**出典文書**

2016年[ 技術交流助成 (日本招聘) ] 成果報告 : 年報第30号

平成27年度技術交流助成成果報告(日本招聘)・安藤 正海

研究責任者

安藤 正海

所属:東京理科大学 総合研究院 教授

概要

1)はじめに(招聘の概要)

2005 年に安藤(招聘者)が東アジアにおける放射光生物学医学画像研究のポテンシャルを上げること、交流を盛んにすることを目的に旧知の韓国銭相勲教授、金鍾基教授、中国姜暁明教授、黎剛副教授に声をかけて会議が始まった。会議名称は放射光医学生物学画像研究会とし日本側からは安藤の他兵藤一行当時講師、現在准教授も加わった。地域間の距離が近いので毎年開催とした。毎年持ち回りの慣例にしたがい、今年のホスト役の日本としては上記 4 人を招待した。特に銭、金教授および黎副教授には会議に置ける活躍を期待して本財団の資金を利用して招待した。

 

2)被招聘者の紹介

銭相勲教授:ソウル国立大学医学部ブンダン病院副院長、胸部外科主任教授。医療技術の海外展開に豊富な経験を有する。

金鍾基教授:デグカソリック大学医学部教授。PhD 博士号。物理学専攻を背景に診断技術、医療技術における幅広い深い洞察力がある。

黎剛副教授:北京高能物理学研究所放射光研究施設副教授。放射光の医学利用のみならず古生物化石の放射光による描画にも造詣が深い。最近は新型 X 線カメラを開発中である。

 

3)会議または集会の概要

山形大学医学部において第 10 回会議(AMSI2015)を開催した。出席者数は韓国 22 名、中国 3 名、

米国 1 名、日本 10 名、合計 36 名であった。今回は従来の放射光画像応用に限らず、放射光利用による

治療計画にも活動の幅を広げる試みを行なった。発表件数は口頭発表が 16 件、ポスター発表が 5 件であった。

 

4)会議の研究テーマとその討論内容

放射光利用医用画像研究:

◎(1)大会参加者向けには(1−A)新線源、(1−B)CT 画像からスタートして計算機による内視鏡技術、

(1−C)新 X 線カメラ技術紹介、(1-D) 新画像技術紹介

◎(2)山形大学医学部および関連病院向けにサテライト会議として(2-A)銭教授によるソウル国立大学において実践されている計算機使用の最新胸部外科手術の概要、(2-B)米国ハーバード大学

MGH(マサチューセッツ総合病院)グプタ(GUPTA Rajiv)准教授による放射光利用医用画像紹介、

(2-C)安藤による放射光紹介と医用画像紹介

◎  放射光利用医用治療研究:今回会議から始まった治療への応用紹介

 

5)招聘した成果

銭教授にはサテライト会議のセットアップから講演までをお願いしたところ快諾を得た。これにより山形大学医学部胸部外科を中心に放射光利用に対して多大な関心をもってもらうことができた。開催地における放射光利用医用画像に関する交流が深まった。会議出席者間の交流もより深まった。被招聘者

3 人に姜教授、兵藤准教授および安藤を交えた会議を開催し(写真参照)医用画像のより深い進展を目指して日中韓が共同で各国の文科省へ働きかけを行ない国際共同研究を確立することで話し合いがまとまった。

 

6)その他

◎  金教授は AMSI2015 開催後 2 月 25 日に前橋にある群馬大学医学部重粒子線医学研究センターにおいて同物理学部門鳥越正己教授、金井達明特任教授、医学生物学部門高橋昭久教授、吉田由香里助教、工学部櫻井浩教授に対してクーロムナノ照射治療に関する講演を行なった。その上で浸潤性悪性腫瘍、転移性癌など相互に興味ある重粒子利用の癌対策があるにちがいなく共同研究を推進する旨の提案を 行なった。共同利用施設を動物実験に使えるかなどの問題点が指摘され具体的な議論は後日となった。

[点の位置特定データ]
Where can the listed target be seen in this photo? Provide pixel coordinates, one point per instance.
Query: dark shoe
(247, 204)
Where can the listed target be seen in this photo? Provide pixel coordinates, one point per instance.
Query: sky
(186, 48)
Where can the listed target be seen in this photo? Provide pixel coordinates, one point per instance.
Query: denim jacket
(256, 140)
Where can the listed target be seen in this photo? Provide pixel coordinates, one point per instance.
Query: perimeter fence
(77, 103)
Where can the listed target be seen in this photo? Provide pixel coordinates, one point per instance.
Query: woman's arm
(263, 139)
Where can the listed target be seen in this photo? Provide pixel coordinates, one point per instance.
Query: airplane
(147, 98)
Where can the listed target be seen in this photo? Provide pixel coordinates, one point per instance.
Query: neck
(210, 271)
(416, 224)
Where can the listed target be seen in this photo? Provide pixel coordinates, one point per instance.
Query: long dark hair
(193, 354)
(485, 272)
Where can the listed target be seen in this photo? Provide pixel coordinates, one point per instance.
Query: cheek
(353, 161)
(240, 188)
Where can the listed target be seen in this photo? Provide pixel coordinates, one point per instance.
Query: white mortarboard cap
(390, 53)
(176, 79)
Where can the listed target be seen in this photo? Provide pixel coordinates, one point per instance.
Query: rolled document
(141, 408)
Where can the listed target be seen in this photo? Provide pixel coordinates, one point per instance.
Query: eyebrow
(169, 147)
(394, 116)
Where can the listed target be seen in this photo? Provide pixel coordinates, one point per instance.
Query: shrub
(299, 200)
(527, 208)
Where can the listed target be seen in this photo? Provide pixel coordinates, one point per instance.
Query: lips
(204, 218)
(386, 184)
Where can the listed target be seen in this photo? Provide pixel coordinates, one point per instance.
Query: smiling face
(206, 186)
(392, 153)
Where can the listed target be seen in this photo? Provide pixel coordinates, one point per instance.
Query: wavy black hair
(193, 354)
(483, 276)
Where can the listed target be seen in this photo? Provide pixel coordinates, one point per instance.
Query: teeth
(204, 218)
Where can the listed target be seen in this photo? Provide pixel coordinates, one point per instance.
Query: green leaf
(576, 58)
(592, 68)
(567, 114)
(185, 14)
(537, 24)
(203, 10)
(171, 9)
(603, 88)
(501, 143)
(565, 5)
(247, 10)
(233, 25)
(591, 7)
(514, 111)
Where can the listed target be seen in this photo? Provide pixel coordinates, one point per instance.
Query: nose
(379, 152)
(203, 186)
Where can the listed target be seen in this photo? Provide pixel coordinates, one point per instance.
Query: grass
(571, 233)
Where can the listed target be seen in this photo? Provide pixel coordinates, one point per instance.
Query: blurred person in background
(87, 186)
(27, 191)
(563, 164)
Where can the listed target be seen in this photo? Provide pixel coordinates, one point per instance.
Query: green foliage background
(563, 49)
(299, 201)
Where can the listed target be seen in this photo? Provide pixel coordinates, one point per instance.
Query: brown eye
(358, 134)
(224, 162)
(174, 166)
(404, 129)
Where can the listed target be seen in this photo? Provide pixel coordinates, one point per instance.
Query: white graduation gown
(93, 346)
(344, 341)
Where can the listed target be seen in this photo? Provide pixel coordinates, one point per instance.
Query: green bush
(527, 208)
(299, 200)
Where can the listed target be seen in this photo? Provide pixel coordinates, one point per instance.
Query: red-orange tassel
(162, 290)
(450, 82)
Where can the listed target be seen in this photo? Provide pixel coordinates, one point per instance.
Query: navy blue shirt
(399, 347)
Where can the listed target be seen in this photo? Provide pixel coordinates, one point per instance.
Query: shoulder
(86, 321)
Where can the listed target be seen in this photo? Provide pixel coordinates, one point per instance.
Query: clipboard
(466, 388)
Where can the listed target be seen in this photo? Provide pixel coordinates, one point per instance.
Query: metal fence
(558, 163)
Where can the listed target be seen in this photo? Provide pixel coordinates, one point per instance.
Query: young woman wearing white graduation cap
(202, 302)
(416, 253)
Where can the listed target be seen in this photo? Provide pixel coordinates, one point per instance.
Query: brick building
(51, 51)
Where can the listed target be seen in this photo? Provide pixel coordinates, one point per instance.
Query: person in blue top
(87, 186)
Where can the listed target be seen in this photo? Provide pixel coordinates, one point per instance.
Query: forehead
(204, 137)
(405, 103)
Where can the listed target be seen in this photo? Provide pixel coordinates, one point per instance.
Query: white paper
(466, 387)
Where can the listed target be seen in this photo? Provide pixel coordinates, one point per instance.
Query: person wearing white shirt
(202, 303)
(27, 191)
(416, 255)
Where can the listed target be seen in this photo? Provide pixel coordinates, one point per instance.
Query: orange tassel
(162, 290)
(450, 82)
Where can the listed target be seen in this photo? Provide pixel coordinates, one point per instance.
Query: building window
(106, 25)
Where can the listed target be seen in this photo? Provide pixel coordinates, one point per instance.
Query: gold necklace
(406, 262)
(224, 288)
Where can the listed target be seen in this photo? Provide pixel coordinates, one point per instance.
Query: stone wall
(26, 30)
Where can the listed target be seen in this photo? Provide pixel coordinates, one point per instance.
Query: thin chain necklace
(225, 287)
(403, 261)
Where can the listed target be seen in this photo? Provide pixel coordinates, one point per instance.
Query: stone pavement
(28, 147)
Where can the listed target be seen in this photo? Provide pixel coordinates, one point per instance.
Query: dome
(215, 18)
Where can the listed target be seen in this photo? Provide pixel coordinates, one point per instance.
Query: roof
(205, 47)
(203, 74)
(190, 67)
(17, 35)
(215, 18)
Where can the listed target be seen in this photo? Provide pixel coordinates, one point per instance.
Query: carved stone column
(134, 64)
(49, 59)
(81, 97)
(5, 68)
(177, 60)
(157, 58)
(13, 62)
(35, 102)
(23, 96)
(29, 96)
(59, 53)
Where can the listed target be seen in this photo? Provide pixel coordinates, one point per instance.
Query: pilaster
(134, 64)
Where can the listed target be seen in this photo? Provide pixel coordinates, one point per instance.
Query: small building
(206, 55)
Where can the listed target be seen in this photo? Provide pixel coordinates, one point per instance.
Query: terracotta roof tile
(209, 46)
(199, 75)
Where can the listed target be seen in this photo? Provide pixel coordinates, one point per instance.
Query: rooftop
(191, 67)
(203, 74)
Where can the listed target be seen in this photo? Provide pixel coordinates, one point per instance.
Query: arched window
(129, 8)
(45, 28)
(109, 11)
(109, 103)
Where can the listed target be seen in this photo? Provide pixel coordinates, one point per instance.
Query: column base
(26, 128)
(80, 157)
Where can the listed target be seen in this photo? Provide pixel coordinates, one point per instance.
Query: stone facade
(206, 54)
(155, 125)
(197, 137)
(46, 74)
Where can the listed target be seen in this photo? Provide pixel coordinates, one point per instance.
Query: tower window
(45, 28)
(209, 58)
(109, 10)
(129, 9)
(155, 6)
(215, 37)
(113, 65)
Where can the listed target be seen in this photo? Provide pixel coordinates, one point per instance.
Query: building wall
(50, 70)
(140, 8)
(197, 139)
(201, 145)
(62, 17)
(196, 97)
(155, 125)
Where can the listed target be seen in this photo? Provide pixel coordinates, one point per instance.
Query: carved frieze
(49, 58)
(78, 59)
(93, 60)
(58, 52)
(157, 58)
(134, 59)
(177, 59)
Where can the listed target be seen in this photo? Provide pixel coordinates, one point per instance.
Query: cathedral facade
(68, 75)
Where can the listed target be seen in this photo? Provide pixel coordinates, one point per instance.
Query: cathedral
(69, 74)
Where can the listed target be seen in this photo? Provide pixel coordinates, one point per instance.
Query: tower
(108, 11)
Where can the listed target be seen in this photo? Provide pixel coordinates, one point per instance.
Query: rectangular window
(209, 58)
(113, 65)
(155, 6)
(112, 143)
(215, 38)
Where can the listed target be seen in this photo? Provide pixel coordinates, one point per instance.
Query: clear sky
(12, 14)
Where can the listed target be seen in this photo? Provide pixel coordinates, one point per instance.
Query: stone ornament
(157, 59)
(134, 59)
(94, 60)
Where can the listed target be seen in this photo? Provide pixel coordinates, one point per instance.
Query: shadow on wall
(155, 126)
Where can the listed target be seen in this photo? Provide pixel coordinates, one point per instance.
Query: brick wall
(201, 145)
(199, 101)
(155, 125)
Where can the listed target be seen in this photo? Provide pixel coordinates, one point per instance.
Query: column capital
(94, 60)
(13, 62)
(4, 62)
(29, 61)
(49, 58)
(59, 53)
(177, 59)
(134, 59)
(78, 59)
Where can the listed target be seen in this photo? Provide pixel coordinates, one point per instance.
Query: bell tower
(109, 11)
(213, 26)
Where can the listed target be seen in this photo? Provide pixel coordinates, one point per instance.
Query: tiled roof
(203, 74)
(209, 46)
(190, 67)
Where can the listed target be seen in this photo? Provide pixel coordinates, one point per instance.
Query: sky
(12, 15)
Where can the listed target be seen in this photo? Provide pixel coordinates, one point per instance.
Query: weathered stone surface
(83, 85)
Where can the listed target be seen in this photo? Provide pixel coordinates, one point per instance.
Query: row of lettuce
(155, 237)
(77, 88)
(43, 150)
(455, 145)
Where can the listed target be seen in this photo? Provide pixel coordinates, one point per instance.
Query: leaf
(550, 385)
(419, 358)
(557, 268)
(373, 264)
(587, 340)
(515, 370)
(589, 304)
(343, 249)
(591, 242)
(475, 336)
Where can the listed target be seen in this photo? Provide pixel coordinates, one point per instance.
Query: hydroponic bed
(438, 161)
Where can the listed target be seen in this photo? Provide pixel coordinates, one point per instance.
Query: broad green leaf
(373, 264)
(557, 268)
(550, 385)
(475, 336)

**練習問題**
**A)** 成果報告の「2005 年に安藤(招聘者)が」で始まる段落を、主な事実を残して箇条書きにまとめなさい。
**B)** 成果報告のうち、「3)会議または集会の概要」を含む語句で始まり「件、ポスター発表が 5 件であった。」で終わる部分を、一字も変えずに書き写しなさい。

**練習問題の解答**
**A)**
- 2005年、安藤(招聘者)が韓国の銭相勲教授と金鍾基教授、中国の姜暁明教授と黎剛副教授に声をかけ、会議を始めた。
- 目的は、東アジアにおける放射光生物学医学画像研究のポテンシャルを上げ、交流を盛んにすることであった。
- 会議名称は放射光医学生物学画像研究会である。日本側からは、安藤のほかに兵藤一行(当時講師、現在准教授)が加わった。
- 地域間の距離が近いため、毎年開催とした。
- 毎年持ち回りの慣例にしたがい、今年のホスト役である日本が上記4人を招待した。
- 銭教授、金教授、黎副教授の3人は、会議での活躍を期待して本財団の資金で招待した。

**B)**
3)会議または集会の概要

山形大学医学部において第 10 回会議(AMSI2015)を開催した。出席者数は韓国 22 名、中国 3 名、

米国 1 名、日本 10 名、合計 36 名であった。今回は従来の放射光画像応用に限らず、放射光利用による

治療計画にも活動の幅を広げる試みを行なった。発表件数は口頭発表が 16 件、ポスター発表が 5 件であった。